=== Task goal ===
Convert the records below into a two-column CSV with the headers record_text and answer and one row per record. Put each record's text and its answer in a single quoted field each, replace line breaks with spaces, and leave out the pictures.

========================================================================

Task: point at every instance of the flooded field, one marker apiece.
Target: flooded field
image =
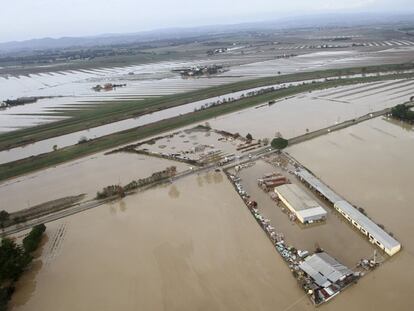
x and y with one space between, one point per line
311 111
148 243
87 175
155 79
200 144
371 165
157 251
308 111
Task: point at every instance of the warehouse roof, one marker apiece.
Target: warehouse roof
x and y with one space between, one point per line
324 269
296 197
318 185
372 228
312 212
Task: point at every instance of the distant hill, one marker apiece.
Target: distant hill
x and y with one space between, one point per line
346 19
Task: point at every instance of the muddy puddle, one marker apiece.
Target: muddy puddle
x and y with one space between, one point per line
291 117
189 246
311 111
87 175
329 235
370 164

========================================================================

=== Expected answer ===
record_text,answer
"Task: point at every instance of the flooded field, one marker apiece. Target: flooded field image = x and y with one space between, one point per line","311 111 148 243 87 175 155 79 200 144 371 165 157 251 308 111"
"Task: point at every instance of the warehouse roof, one marker apiece. Target: warehouse roof x and y with one space between, one point per line","324 269 296 197 318 185 372 228 312 212"
"Task: point at every instance of the distant hill, one marker apiece. Target: distant hill x and y with one space between, one point per line","346 19"
"Task: point at every instance of the muddy puddle, one marker apiece. Target: muddy puddle x and y with one space between, one point per line","291 117 189 246 311 111 87 175 329 235 370 164"